§ EXTRACT PROVIDED
━━━━━━━━━━━━━━━━━━━━━━━━━━━━━━

Wednesday, March 8, 2017

HB 15


13. Global Hopes

            Many of our hopes are small scale, personal hopes.  We hope for a new job, for rescue when stranded, and for better relationships.  At a slightly larger scale we might hope that our school or business prospers, or that our city government solves its budget challenges.
            Recently I’ve been reading essays edited by Andrew T. Brei, in Ecology, Ethics, and Hope (Rowman and Littlefield, 2016).  The thinking in this book emerges from the intersection of environmentalism and moral philosophy.  The authors are convinced that human destruction of nature, primarily through anthropogenic climate change but also exhibited in less extreme environmental ravages (air and water pollution, desertification, extinctions due to habitat loss, etc.), is either an accomplished fact or inevitable result of industrial society.  They all agree that climate change, caused by human release of carbon monoxide, will be an existential threat to civilization in the current century.

━━━━━━━━━━━━━━━━━━━━━━━━━━━━━━

§ DATASET
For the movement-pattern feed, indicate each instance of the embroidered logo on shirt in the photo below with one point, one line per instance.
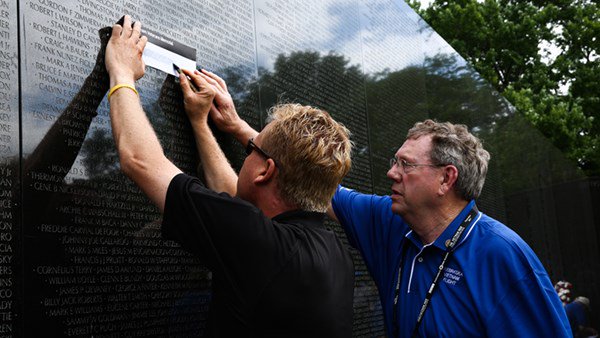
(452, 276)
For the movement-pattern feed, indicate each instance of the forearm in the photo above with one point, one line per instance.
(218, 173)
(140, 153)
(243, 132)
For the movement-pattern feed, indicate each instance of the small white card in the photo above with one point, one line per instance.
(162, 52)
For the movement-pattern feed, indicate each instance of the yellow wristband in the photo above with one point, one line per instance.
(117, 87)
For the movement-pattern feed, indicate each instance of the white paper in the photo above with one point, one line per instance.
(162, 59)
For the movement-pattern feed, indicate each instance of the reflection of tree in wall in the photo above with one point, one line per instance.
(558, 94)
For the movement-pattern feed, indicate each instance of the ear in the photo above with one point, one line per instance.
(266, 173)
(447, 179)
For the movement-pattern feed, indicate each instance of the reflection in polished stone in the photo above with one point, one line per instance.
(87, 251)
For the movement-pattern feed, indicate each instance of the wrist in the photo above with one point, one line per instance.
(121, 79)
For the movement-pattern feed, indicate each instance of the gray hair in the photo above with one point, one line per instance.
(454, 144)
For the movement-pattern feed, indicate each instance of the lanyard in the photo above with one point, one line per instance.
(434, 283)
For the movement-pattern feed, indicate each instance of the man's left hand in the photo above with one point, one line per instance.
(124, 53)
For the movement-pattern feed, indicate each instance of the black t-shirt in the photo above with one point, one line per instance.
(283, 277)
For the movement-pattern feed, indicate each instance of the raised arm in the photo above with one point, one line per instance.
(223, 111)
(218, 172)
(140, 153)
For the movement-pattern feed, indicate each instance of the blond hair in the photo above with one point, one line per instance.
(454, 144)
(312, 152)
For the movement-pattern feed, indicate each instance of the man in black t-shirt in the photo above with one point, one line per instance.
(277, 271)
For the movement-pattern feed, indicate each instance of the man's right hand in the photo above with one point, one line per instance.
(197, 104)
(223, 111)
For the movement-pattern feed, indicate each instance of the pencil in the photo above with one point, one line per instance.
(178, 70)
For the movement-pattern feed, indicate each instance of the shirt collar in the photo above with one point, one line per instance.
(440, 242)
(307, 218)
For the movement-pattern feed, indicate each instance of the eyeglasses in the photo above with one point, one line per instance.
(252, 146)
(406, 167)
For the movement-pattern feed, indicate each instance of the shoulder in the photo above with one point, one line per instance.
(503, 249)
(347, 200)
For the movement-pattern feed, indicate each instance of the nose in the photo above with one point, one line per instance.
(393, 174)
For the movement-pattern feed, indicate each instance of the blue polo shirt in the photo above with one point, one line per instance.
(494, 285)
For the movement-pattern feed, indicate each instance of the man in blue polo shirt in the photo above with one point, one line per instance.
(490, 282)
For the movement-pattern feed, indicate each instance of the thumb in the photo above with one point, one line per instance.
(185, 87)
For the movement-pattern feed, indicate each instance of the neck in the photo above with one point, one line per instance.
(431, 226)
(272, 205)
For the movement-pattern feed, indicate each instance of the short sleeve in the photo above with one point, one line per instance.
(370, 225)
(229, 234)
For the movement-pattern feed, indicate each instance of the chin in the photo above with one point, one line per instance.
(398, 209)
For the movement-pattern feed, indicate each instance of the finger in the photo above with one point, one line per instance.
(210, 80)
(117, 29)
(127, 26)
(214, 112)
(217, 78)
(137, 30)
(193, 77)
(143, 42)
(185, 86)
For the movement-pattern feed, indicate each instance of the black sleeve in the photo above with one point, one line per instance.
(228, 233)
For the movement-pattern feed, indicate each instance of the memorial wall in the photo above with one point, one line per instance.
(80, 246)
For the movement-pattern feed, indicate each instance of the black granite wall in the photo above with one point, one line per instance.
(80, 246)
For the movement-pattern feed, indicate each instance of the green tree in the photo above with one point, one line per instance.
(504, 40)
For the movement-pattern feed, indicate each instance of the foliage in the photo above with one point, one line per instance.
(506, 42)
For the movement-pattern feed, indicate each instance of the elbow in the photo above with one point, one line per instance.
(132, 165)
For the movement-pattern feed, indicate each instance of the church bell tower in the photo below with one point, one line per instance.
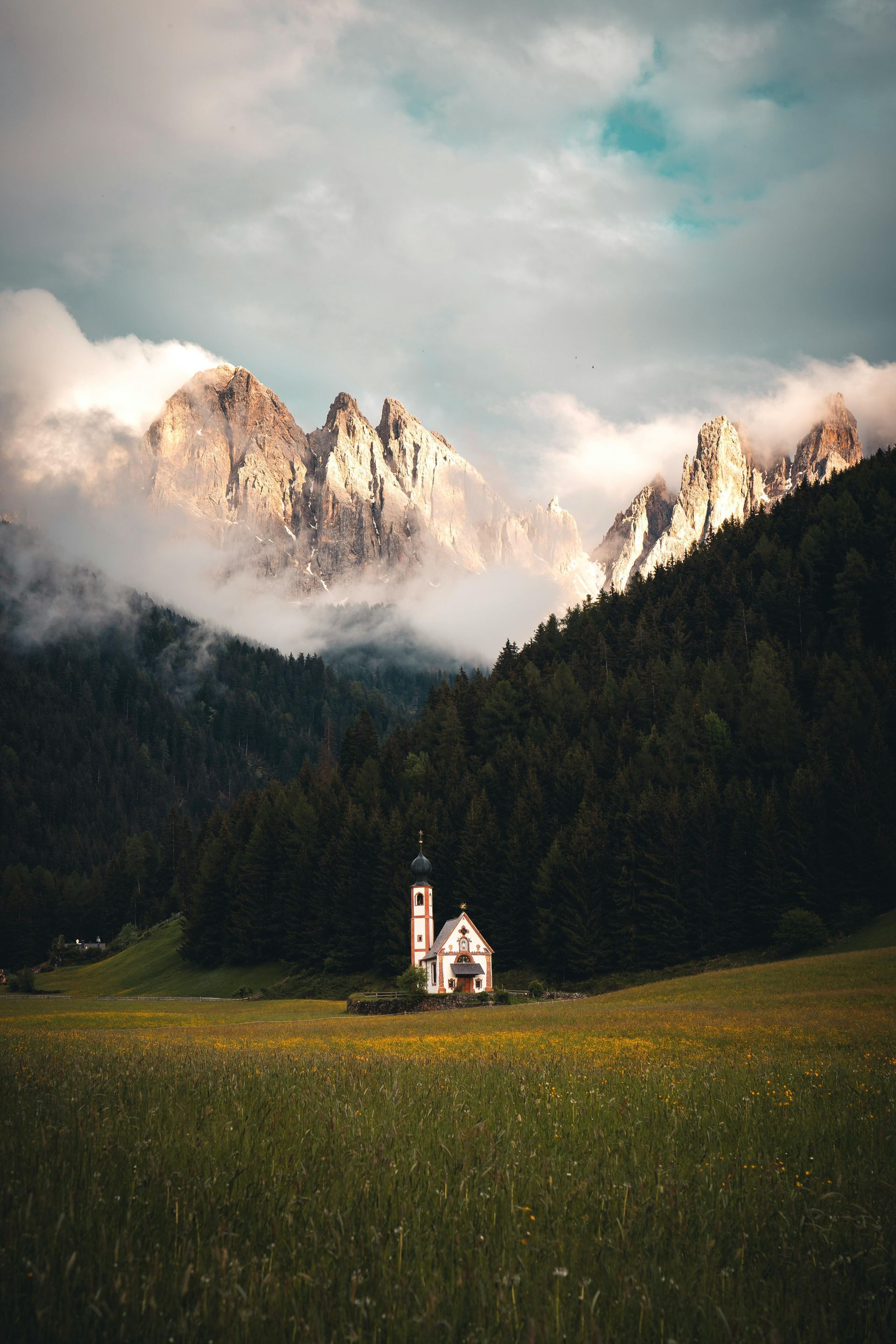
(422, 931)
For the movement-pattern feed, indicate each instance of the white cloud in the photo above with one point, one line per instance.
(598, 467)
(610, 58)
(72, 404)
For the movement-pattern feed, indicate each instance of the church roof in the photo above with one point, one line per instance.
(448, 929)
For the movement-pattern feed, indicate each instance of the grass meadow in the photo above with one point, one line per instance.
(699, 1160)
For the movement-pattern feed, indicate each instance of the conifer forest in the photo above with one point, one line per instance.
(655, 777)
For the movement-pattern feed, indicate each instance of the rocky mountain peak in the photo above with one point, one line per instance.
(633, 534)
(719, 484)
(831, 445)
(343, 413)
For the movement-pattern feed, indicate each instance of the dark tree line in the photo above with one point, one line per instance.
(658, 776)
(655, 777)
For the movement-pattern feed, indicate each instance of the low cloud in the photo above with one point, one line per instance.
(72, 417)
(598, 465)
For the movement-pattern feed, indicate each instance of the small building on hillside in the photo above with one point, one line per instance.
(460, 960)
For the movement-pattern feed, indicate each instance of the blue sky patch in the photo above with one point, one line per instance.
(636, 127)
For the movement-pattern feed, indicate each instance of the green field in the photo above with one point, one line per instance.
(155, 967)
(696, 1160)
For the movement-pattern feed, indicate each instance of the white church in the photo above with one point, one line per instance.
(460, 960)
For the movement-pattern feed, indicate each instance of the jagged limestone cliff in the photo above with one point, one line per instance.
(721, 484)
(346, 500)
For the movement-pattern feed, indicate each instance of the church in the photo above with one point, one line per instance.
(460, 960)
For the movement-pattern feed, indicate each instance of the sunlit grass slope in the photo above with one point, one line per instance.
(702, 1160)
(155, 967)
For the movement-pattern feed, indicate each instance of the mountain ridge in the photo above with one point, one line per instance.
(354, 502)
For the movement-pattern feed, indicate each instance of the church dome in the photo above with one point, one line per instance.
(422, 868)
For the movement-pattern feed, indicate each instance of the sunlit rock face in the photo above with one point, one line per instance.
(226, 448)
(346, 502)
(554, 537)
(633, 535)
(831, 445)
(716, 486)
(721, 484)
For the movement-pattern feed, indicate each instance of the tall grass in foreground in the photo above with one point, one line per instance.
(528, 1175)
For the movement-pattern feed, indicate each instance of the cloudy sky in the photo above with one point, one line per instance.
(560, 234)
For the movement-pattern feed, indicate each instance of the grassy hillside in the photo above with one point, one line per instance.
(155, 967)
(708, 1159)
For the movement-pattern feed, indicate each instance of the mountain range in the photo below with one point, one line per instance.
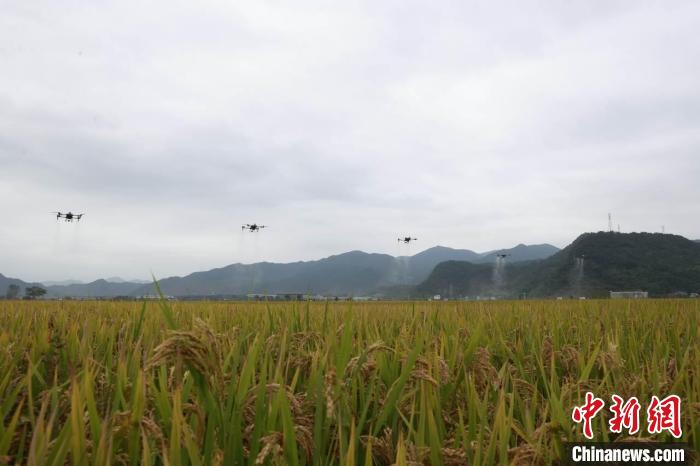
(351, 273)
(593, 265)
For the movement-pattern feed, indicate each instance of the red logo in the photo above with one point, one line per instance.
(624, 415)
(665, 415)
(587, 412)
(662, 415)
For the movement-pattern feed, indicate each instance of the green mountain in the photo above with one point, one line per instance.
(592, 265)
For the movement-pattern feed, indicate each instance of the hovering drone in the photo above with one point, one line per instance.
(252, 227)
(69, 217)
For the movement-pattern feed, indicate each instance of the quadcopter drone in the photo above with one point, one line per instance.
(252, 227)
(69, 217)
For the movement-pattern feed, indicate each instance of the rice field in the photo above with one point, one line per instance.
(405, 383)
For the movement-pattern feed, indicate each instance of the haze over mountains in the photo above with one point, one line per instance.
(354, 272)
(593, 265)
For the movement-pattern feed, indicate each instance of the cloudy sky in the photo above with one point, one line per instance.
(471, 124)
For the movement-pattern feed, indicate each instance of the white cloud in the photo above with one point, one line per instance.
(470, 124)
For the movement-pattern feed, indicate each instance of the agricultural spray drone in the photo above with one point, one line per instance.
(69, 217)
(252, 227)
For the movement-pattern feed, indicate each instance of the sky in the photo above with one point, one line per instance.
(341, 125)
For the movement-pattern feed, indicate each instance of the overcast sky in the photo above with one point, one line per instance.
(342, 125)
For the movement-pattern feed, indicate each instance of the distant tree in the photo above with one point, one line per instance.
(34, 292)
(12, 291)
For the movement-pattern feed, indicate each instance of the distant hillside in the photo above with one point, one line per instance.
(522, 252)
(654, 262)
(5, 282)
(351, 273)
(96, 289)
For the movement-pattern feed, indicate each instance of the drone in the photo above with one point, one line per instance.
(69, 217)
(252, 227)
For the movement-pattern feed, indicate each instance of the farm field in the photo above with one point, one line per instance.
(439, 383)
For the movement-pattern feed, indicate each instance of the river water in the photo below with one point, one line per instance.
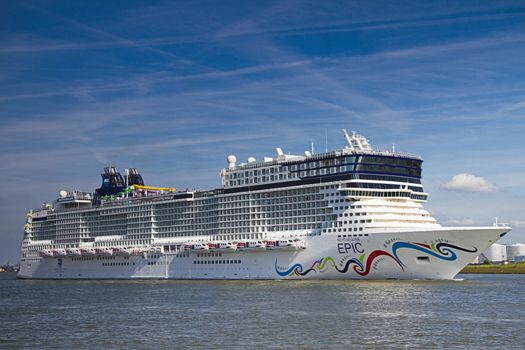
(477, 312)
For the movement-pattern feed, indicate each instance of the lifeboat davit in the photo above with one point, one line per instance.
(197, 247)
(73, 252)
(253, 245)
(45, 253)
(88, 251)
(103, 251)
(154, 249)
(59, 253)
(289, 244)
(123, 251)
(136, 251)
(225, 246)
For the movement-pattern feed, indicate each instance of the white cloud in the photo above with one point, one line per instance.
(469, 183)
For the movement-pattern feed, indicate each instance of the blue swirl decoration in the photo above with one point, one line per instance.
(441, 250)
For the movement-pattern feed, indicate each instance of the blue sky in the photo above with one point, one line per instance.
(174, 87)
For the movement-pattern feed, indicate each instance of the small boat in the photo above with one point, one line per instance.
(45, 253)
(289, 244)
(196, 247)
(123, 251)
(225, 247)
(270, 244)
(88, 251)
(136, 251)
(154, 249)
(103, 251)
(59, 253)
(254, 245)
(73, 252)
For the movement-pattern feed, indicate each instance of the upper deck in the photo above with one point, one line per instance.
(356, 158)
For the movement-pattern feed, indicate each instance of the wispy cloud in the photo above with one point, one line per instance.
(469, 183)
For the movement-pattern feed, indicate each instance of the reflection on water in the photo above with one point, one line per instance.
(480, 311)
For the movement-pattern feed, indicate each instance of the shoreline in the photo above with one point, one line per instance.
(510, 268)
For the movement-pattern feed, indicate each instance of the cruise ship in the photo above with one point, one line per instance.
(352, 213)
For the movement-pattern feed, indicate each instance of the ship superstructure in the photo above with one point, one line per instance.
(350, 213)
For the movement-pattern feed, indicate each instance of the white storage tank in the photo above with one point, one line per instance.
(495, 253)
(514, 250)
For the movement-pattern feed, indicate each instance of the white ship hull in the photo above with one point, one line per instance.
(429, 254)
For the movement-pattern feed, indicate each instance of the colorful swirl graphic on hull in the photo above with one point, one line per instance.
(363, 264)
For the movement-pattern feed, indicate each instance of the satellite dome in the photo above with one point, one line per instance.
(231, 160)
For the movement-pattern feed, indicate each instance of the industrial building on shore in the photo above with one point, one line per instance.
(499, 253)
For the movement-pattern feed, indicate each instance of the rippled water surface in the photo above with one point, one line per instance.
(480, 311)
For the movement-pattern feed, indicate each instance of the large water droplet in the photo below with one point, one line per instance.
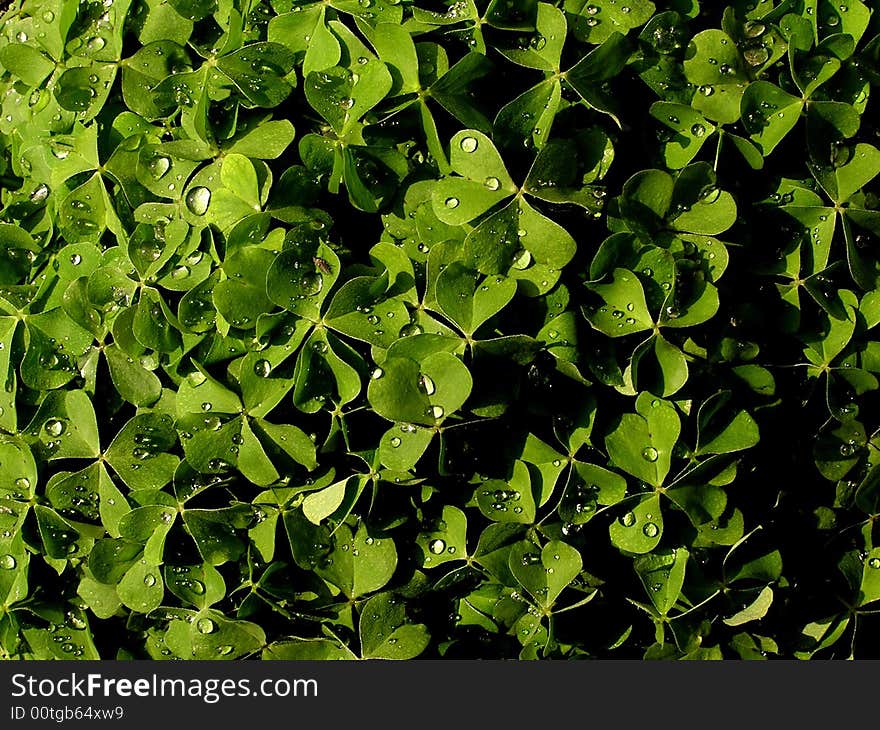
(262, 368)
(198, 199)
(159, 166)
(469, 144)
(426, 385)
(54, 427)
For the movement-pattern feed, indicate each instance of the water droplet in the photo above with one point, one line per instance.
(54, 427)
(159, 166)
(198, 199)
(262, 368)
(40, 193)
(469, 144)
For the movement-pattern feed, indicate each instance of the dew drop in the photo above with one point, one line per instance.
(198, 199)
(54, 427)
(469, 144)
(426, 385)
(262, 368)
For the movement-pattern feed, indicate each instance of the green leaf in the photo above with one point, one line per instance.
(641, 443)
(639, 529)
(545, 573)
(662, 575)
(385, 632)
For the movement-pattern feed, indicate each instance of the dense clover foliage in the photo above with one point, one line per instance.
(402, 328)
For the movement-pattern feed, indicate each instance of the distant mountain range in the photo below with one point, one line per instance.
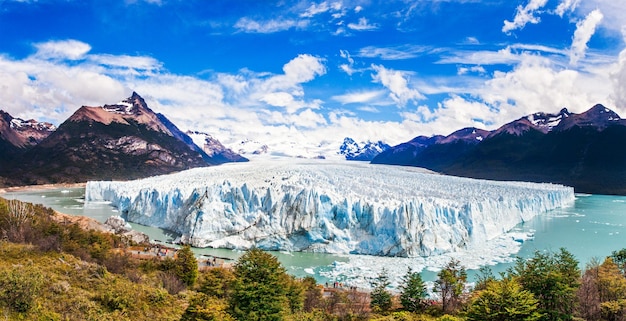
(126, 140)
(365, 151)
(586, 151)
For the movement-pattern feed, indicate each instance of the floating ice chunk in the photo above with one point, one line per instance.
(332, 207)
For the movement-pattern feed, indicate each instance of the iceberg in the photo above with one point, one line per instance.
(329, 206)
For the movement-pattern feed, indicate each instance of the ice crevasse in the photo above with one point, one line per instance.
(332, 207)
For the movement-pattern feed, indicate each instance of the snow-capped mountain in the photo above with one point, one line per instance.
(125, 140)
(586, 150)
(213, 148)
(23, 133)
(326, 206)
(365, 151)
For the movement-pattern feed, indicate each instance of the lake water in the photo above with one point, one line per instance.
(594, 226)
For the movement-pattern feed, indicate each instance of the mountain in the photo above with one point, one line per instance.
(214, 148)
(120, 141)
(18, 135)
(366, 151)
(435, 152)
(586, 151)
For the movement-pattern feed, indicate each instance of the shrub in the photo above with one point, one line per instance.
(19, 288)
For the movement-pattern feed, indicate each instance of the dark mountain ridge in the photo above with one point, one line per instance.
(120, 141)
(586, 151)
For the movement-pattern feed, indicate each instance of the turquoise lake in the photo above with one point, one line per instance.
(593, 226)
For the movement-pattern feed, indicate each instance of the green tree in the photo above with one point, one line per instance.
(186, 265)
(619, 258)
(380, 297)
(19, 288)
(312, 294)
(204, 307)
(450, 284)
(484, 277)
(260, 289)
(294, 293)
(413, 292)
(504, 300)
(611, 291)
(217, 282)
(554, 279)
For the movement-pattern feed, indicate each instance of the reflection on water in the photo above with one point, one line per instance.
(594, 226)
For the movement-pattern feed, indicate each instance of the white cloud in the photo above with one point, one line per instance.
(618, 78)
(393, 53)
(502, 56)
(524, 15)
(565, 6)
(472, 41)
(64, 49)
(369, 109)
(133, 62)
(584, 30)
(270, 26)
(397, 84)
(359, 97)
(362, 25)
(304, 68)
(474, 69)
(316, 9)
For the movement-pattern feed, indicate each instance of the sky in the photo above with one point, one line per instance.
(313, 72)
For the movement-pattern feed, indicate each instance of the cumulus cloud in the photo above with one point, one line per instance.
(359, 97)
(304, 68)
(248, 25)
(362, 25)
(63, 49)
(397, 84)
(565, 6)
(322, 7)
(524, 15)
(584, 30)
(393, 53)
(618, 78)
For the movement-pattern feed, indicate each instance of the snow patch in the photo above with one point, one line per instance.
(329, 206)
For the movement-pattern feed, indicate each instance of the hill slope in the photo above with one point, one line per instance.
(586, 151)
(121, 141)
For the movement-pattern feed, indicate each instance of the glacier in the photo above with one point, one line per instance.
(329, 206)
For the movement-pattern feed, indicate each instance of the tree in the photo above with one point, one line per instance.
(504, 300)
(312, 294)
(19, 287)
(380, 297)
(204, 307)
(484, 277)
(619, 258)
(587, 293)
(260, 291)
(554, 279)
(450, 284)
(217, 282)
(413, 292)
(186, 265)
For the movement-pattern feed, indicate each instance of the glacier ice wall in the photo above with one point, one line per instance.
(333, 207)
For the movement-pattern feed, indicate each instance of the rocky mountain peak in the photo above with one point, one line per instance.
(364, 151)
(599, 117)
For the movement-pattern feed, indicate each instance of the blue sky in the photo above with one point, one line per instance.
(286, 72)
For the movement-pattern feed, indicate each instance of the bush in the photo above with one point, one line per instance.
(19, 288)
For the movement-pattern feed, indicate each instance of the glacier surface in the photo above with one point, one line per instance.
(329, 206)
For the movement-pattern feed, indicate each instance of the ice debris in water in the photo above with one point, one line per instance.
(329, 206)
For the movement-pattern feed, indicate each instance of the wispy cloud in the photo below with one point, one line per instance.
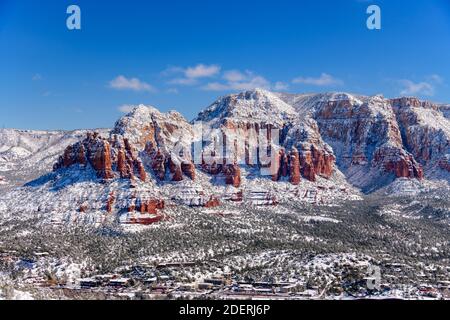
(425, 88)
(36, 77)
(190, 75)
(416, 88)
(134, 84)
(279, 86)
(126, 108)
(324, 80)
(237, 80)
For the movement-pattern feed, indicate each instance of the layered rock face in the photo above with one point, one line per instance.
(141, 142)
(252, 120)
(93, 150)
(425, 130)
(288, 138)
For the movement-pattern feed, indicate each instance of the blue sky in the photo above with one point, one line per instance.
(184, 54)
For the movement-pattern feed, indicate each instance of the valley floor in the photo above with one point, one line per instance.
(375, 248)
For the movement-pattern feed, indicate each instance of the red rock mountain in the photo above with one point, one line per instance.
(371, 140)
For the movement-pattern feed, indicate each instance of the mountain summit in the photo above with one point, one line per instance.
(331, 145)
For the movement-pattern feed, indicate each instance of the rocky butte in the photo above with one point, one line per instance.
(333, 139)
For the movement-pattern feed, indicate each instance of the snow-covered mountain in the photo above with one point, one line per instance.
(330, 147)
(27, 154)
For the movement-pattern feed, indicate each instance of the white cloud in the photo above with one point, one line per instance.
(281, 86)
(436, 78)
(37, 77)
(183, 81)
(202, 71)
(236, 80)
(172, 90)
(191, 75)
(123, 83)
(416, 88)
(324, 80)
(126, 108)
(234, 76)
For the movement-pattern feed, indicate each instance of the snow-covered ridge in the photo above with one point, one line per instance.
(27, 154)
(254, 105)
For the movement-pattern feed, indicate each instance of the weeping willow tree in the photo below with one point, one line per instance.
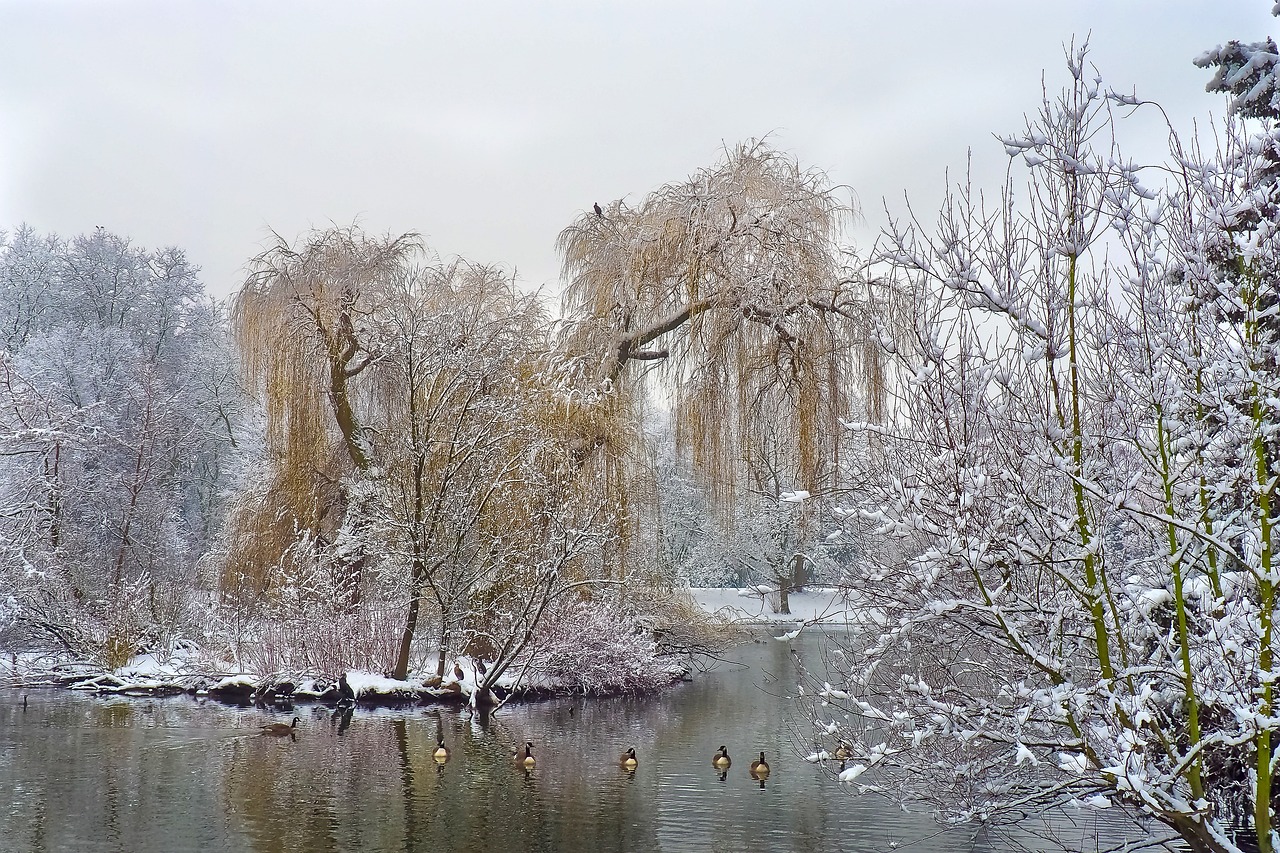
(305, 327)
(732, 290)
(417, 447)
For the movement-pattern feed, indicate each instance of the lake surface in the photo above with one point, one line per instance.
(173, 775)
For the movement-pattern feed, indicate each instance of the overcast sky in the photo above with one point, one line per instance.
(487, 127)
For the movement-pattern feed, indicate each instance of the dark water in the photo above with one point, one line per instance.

━━━━━━━━━━━━━━━━━━━━━━━━━━━━━━

§ LIST OF TASKS
1. Rewrite the paragraph of the blog post on global hopes that begins "Many of our hopes are small scale" in fewer words, keeping its main facts.
2. Set down, word for word, the part of the blog post on global hopes starting with "13. Global Hopes" and going on through "its budget challenges.".
The items have nothing to do with this work.

§ COMPLETED EXERCISE
1. Most hopes are small and personal, such as hoping for a new job, rescue when stranded, or better relationships. On a slightly larger scale, we might hope our school or business prospers or our city government solves its budget challenges.

2.
13. Global Hopes

            Many of our hopes are small scale, personal hopes.  We hope for a new job, for rescue when stranded, and for better relationships.  At a slightly larger scale we might hope that our school or business prospers, or that our city government solves its budget challenges.